> Supplied records
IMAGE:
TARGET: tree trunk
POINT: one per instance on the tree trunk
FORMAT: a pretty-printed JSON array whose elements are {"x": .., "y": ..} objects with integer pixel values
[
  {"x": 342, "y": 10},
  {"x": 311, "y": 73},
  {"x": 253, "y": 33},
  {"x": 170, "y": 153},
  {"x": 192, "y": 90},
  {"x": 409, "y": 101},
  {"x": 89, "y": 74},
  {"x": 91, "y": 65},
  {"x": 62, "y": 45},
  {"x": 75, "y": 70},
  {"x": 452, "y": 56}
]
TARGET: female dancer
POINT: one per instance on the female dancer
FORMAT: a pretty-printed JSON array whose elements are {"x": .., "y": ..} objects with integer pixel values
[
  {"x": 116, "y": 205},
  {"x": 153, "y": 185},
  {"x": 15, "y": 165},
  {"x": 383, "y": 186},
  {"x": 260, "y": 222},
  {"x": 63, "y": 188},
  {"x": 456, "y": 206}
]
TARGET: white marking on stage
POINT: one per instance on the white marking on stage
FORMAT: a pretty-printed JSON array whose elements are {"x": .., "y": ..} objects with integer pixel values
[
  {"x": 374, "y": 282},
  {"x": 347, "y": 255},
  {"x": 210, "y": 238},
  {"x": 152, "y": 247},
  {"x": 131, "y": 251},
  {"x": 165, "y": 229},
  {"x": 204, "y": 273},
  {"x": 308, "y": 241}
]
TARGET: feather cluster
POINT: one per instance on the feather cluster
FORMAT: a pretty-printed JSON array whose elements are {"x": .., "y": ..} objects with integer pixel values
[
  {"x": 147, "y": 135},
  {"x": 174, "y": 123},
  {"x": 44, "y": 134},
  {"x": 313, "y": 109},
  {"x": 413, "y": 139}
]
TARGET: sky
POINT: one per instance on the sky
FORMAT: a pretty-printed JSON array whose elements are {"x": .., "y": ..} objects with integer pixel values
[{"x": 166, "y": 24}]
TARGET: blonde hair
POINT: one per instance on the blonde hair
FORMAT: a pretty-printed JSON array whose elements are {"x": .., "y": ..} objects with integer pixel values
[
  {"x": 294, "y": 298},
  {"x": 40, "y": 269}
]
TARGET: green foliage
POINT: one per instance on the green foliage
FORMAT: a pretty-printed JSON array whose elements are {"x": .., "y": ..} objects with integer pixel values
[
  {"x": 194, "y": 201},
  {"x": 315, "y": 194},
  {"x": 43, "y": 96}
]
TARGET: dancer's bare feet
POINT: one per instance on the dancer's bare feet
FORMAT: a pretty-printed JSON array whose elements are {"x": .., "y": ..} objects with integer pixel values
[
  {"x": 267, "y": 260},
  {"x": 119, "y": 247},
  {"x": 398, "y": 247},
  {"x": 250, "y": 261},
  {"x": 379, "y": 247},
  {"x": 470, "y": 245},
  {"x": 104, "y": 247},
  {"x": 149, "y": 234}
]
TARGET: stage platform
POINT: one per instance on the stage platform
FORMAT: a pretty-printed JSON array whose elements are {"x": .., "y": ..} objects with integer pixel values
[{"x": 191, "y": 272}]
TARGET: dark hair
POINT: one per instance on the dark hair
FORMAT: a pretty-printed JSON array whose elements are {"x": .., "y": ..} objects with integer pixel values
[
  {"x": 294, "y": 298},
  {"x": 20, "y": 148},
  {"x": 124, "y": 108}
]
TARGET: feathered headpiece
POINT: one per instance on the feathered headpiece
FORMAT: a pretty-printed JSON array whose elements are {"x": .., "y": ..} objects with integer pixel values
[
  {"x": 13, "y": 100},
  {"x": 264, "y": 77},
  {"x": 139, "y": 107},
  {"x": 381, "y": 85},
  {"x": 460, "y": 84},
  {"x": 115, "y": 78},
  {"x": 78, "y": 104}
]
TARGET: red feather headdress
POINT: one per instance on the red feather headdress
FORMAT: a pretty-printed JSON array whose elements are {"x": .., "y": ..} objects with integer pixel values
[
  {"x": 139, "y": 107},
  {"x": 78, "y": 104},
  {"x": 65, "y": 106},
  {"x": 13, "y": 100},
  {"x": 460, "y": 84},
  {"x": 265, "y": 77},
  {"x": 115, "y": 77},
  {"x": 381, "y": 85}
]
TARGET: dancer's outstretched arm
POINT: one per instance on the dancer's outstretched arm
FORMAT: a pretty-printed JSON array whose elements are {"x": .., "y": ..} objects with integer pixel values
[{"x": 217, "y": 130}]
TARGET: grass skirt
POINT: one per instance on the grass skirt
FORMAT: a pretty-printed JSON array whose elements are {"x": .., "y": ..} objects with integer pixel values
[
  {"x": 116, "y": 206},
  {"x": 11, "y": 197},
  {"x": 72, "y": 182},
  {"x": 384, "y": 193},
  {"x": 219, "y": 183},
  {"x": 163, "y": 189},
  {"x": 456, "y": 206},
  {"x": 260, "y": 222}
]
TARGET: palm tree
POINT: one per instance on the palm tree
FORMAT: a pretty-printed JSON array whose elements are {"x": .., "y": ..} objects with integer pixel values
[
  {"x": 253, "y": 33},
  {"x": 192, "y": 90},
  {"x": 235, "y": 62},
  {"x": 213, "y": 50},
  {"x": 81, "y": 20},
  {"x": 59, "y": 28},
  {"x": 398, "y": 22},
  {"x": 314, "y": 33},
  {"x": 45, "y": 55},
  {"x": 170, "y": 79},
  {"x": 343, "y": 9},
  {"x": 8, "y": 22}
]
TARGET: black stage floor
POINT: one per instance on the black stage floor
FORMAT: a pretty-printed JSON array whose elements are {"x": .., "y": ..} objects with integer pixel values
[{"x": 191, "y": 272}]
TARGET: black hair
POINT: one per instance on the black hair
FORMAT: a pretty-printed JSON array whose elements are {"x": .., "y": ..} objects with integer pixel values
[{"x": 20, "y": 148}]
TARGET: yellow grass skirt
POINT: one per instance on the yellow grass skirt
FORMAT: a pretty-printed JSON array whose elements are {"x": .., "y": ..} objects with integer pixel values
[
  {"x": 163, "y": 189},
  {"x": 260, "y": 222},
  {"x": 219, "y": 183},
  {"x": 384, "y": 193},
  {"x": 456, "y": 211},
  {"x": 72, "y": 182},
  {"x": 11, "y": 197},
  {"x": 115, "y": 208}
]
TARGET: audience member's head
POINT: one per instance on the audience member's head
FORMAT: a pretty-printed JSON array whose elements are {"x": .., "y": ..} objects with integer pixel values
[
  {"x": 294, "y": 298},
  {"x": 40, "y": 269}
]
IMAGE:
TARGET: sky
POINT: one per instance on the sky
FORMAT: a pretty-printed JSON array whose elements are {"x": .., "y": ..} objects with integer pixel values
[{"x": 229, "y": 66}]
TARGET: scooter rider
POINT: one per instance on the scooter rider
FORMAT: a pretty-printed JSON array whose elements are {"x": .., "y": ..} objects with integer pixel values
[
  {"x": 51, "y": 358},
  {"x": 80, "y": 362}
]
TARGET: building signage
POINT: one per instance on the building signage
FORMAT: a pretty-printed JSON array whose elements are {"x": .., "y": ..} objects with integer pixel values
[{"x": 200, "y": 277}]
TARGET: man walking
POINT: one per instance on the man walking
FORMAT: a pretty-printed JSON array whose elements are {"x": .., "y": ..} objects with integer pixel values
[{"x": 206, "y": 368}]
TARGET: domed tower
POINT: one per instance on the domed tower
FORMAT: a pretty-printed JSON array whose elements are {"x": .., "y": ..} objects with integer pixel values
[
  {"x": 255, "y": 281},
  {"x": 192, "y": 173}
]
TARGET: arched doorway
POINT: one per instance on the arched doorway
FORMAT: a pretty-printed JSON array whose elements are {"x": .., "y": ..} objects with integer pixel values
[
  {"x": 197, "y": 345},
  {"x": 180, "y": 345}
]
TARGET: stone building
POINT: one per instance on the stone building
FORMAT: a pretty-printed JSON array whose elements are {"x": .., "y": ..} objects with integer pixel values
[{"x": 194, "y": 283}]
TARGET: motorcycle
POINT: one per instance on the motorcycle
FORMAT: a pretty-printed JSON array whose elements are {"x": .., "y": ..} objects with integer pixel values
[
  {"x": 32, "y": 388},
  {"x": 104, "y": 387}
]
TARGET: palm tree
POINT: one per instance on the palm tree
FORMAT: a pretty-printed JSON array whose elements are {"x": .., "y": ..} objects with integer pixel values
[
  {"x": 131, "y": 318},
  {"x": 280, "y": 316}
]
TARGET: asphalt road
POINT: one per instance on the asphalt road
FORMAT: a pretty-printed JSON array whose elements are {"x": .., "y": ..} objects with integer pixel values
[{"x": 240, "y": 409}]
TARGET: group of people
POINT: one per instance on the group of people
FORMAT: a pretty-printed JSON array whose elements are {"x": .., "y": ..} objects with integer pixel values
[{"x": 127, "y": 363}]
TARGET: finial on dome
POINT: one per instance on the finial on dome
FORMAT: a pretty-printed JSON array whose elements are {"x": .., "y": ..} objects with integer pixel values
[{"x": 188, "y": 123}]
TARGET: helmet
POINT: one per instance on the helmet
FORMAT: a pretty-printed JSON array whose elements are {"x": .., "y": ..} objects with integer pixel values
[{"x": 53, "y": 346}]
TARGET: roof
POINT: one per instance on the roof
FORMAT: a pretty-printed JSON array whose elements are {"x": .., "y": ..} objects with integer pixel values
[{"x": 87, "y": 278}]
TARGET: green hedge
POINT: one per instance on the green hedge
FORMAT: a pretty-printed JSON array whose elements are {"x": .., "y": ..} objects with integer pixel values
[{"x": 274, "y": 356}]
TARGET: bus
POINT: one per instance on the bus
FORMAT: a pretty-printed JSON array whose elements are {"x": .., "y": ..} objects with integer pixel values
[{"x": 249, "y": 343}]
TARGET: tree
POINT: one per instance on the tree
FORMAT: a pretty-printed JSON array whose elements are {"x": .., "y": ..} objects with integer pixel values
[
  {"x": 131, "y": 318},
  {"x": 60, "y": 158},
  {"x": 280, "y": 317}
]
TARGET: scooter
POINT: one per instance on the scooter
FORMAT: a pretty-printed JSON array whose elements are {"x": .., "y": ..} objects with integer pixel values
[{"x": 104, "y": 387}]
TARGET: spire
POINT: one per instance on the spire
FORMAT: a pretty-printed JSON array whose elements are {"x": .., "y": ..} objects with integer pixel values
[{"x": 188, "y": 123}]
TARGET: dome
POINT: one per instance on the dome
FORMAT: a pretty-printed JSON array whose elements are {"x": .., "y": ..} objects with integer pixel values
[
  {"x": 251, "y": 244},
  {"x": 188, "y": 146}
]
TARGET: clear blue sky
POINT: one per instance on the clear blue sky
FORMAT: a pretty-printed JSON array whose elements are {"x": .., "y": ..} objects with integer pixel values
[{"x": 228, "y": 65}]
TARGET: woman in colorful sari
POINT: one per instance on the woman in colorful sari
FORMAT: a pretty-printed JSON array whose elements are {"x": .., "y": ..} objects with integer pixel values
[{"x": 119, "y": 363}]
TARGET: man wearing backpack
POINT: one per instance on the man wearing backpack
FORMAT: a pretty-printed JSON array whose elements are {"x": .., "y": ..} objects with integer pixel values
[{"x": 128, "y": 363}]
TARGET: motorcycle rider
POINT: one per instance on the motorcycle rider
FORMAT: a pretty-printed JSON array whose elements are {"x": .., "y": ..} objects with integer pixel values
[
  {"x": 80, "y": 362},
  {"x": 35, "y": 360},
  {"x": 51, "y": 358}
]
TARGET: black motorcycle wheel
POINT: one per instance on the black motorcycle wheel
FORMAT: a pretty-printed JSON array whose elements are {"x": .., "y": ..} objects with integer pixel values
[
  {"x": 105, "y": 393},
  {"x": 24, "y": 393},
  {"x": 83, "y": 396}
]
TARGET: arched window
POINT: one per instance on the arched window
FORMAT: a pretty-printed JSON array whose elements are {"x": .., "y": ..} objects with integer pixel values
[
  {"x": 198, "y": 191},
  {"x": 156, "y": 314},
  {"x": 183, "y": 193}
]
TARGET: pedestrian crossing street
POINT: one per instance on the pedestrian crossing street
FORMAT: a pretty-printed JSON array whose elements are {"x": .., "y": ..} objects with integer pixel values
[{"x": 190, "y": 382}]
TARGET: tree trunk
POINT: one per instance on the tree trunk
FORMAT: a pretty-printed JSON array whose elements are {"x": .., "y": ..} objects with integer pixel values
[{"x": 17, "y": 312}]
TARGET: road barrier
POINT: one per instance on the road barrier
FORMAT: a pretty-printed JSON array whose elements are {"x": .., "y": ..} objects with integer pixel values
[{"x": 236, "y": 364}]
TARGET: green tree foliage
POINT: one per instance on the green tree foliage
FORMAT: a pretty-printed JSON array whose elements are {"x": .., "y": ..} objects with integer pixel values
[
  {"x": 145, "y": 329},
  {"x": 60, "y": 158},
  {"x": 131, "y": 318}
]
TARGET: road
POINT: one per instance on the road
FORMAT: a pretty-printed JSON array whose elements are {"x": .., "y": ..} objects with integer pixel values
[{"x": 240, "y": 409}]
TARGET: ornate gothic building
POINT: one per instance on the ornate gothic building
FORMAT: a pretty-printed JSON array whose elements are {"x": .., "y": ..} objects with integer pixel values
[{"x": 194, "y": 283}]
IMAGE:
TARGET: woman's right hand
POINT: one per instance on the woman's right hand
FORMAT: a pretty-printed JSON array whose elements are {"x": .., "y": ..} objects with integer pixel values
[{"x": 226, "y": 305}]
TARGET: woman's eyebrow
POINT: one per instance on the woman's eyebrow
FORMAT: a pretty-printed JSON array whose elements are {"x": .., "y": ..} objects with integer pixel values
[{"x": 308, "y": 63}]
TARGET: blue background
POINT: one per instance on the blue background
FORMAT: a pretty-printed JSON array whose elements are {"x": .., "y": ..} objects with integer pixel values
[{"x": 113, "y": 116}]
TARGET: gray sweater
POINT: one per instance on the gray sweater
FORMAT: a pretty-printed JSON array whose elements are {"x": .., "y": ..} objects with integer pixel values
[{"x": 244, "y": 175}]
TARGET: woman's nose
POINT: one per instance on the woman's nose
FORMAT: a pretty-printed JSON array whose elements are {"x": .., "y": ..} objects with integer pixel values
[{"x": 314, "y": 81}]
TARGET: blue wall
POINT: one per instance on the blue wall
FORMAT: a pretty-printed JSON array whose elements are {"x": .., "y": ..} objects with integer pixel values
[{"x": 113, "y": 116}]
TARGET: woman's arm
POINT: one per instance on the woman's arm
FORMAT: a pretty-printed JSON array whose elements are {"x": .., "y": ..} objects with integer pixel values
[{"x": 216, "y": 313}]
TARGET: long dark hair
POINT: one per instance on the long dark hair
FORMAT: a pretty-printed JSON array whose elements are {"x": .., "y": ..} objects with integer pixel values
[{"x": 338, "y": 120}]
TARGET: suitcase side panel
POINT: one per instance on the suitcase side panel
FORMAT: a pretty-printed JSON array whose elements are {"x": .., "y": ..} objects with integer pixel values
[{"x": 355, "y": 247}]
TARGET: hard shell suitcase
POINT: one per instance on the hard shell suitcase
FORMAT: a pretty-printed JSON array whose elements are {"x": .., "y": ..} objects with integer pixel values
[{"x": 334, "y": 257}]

> Stated task
Copy the records above word for word, starting at the line that contains "TARGET: woman's arm" and ending at the end of the records.

> Response
TARGET: woman's arm
POINT: one per instance on the woman's arm
FORMAT: a pretty-printed JSON array whose elements are {"x": .., "y": ..} objects with integer pixel values
[{"x": 216, "y": 313}]
TARGET: long dark hair
POINT: one per instance on the long dark hair
FORMAT: a pretty-printed JSON array whose elements are {"x": .., "y": ..} objects with integer pixel values
[{"x": 338, "y": 120}]
TARGET: suitcase side panel
POINT: one per instance on the suitcase side panel
FORMAT: a pretty-printed JSON array whose elements are {"x": .., "y": ..} objects with integer pixel values
[{"x": 355, "y": 247}]
TARGET: hard shell suitcase
POINT: one per instance on the hard shell suitcase
FORMAT: a pretty-printed JSON array whose elements are {"x": .., "y": ..} objects with integer pixel values
[{"x": 334, "y": 257}]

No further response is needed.